## begin DATA EXTRACT

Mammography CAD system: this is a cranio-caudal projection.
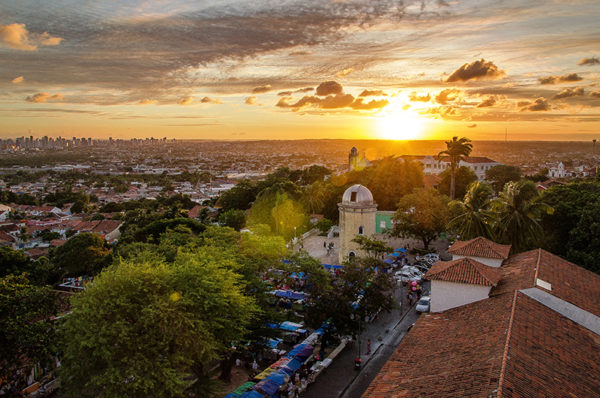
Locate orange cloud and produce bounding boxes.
[25,93,63,104]
[0,23,63,51]
[136,99,158,105]
[177,97,194,105]
[446,58,506,83]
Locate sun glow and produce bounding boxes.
[377,104,425,140]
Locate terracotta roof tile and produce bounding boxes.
[425,257,501,286]
[448,236,510,259]
[501,293,600,398]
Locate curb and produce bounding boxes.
[338,303,417,398]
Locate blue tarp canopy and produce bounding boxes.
[275,290,306,300]
[267,339,282,348]
[253,379,283,398]
[279,321,302,332]
[266,365,287,385]
[283,359,304,374]
[240,387,264,398]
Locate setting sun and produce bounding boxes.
[377,108,424,140]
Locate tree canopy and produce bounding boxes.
[391,188,450,249]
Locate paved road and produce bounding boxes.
[302,289,417,398]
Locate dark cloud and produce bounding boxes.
[446,58,506,83]
[435,88,460,105]
[276,93,389,110]
[408,91,431,102]
[477,96,496,108]
[25,93,63,103]
[554,87,584,99]
[577,57,600,65]
[521,97,550,112]
[351,98,389,110]
[317,80,343,96]
[252,84,271,94]
[540,73,583,84]
[358,90,387,97]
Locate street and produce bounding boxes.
[302,286,418,398]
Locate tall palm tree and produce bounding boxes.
[438,137,473,200]
[491,180,554,253]
[448,181,494,240]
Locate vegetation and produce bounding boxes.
[491,180,553,253]
[439,166,477,198]
[448,181,494,240]
[391,188,450,249]
[62,250,257,397]
[438,137,473,200]
[0,275,57,387]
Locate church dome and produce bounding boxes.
[342,184,374,206]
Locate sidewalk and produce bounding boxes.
[302,288,417,398]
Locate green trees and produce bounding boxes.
[50,232,110,277]
[566,201,600,274]
[448,181,494,240]
[491,180,553,253]
[62,252,256,397]
[439,166,477,198]
[0,275,56,386]
[485,164,522,192]
[391,188,450,249]
[438,137,473,199]
[219,209,246,231]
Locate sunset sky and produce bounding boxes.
[0,0,600,140]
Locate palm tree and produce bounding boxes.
[437,137,473,200]
[491,180,554,253]
[448,181,493,240]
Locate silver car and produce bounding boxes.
[415,296,431,314]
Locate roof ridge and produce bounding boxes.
[497,290,519,397]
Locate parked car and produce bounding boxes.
[415,296,431,314]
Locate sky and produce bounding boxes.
[0,0,600,140]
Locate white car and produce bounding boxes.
[415,296,431,314]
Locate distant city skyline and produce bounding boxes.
[0,0,600,141]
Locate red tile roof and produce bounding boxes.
[425,257,501,286]
[448,236,510,259]
[363,250,600,398]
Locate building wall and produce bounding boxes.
[452,254,504,268]
[375,210,395,234]
[338,203,377,264]
[430,280,491,312]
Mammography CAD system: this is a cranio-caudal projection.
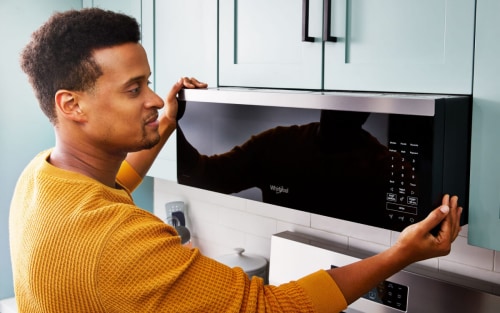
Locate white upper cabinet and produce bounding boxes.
[219,0,475,94]
[219,0,323,89]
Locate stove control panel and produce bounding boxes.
[363,280,408,312]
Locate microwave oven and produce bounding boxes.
[176,87,471,231]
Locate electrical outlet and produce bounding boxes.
[165,201,186,226]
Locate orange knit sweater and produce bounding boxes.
[9,150,346,313]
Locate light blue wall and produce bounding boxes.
[0,0,153,299]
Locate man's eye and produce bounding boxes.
[128,87,141,94]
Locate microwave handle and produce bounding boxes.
[323,0,338,42]
[302,0,314,42]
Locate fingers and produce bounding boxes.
[431,195,462,243]
[181,77,208,88]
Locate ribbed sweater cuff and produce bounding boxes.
[297,270,347,312]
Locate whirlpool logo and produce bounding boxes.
[269,185,288,195]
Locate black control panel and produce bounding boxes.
[363,280,408,312]
[330,265,409,312]
[385,140,421,225]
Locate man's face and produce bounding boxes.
[79,43,163,153]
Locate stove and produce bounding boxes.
[269,232,500,313]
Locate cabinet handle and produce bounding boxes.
[302,0,314,42]
[323,0,338,42]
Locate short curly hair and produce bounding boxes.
[20,8,140,125]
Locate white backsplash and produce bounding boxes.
[154,178,500,294]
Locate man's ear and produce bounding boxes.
[55,89,86,122]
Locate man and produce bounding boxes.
[9,9,461,312]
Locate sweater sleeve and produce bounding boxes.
[116,160,142,192]
[97,208,346,313]
[297,271,347,312]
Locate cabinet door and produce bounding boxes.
[148,0,217,181]
[324,0,475,94]
[219,0,323,89]
[469,0,500,250]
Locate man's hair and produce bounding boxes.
[20,8,140,124]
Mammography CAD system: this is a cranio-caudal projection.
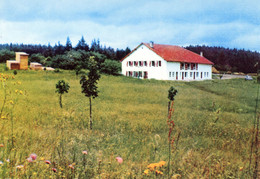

## end DATA EXTRACT

AIM
Revise the rows above by changing "produce" to "return" wherever it occurs, keeping everything else the same. Omit the pictures from your answer.

WRITTEN RESPONSE
Mammography CAD system: this is a cranio-caudal projection.
Locate orange cloud and return bounding boxes.
[25,93,63,104]
[0,23,63,51]
[136,99,158,105]
[177,97,194,105]
[446,58,506,83]
Locate sun glow and return bounding boxes.
[377,104,425,140]
Locate terracotta roof tile and return bounding boxes.
[425,257,501,286]
[448,236,510,259]
[501,293,600,398]
Locate curb and return bounding boxes.
[338,303,417,398]
Locate blue tarp canopy and return bounding boxes.
[275,290,306,300]
[267,339,282,348]
[253,379,283,398]
[279,321,302,332]
[266,365,287,385]
[283,359,304,374]
[240,387,264,398]
Locate setting sun and return bounding boxes.
[377,108,424,140]
Locate tree canopy and return bounding boxes.
[391,188,450,249]
Locate paved road and return bounding boxes.
[302,289,417,398]
Locate dark cloud and return bounding boxes.
[446,58,506,83]
[435,88,460,105]
[276,93,389,110]
[408,91,431,102]
[477,96,496,108]
[25,93,63,103]
[554,87,584,99]
[577,57,600,65]
[521,97,550,112]
[351,98,389,110]
[317,80,343,96]
[252,84,271,94]
[540,73,583,84]
[358,90,387,97]
Locate street and return bounding boxes.
[302,286,418,398]
Locate tall palm tree and return bounding boxes.
[438,137,473,200]
[491,180,554,253]
[448,181,494,240]
Locate vegetation and return bounding boxes.
[491,180,553,253]
[439,166,477,198]
[448,181,494,240]
[391,188,450,249]
[62,250,257,397]
[438,137,473,200]
[0,275,57,387]
Locate church dome and return bounding boxes.
[342,184,374,206]
Locate sidewalk and return bounding boxes.
[302,288,417,398]
Locate green trees and return bounding boxes.
[50,232,110,277]
[566,201,600,274]
[448,181,494,240]
[491,180,553,253]
[62,252,256,397]
[439,166,477,198]
[0,275,56,386]
[485,164,522,192]
[391,188,450,249]
[438,137,473,199]
[219,209,246,231]
Locate sunset sky and return bounding boxes.
[0,0,600,140]
Locate palm tree and return bounding boxes.
[437,137,473,200]
[491,180,554,253]
[448,181,493,240]
Locate silver car and return bounding boxes.
[415,296,431,314]
Locate roof ridge and return bounding boxes.
[497,290,519,397]
Locate parked car and return bounding boxes.
[415,296,431,314]
Locate sky and return bounding boxes.
[0,0,600,140]
Locate white car and return bounding boxes.
[415,296,431,314]
Locate distant city skyline and return bounding boxes.
[0,0,600,141]
Locate red tile roof and return bounding boxes.
[425,257,501,286]
[448,236,510,259]
[363,250,600,398]
Locate building wall and return bounding boxes.
[452,254,504,268]
[375,210,395,234]
[338,203,377,264]
[430,280,491,312]
Mammography CAD system: this is a cranio-caudal projection.
Locate white upper cabinet and return bounding boxes.
[219,0,475,94]
[219,0,323,89]
Locate stove control panel and return bounding boxes.
[363,280,408,312]
Locate microwave oven and return bounding boxes.
[176,87,471,231]
Locate electrical outlet and return bounding boxes.
[165,201,186,226]
Locate orange knit sweater and return bounding boxes.
[9,150,346,313]
Locate light blue wall and return bounding boxes.
[0,0,153,299]
Locate man's eye and return bounding boxes.
[128,87,141,94]
Locate microwave handle and return bounding boxes.
[323,0,338,42]
[302,0,314,42]
Locate fingers and return bounding boxes.
[431,195,462,243]
[181,77,208,88]
Locate ribbed sweater cuff and return bounding boxes.
[297,270,347,312]
Locate whirlpool logo and return bounding boxes.
[269,185,288,195]
Locate black control panel and return bounding boxes.
[363,280,408,312]
[330,265,409,312]
[385,140,421,225]
Locate man's face and return bounding boxes.
[79,43,163,153]
Locate stove and return bounding boxes.
[269,232,500,313]
Locate cabinet handle and return bounding boxes.
[302,0,314,42]
[323,0,338,42]
Locate short curly hair and return bounding boxes.
[20,8,140,125]
Locate white backsplash and return bounding boxes.
[154,178,500,294]
Locate man's ear and return bounding boxes.
[55,89,86,122]
Locate man and return bounding boxes.
[9,9,461,312]
Locate sweater sleeve and return bounding boxes.
[116,160,142,192]
[97,208,346,313]
[297,271,347,312]
Locate cabinet door and return bounding boxes.
[148,0,217,181]
[324,0,475,94]
[219,0,323,89]
[469,0,500,250]
Locate man's hair and return bounding boxes.
[20,8,140,124]
Mammography CAD system: this is a cranio-caudal projection.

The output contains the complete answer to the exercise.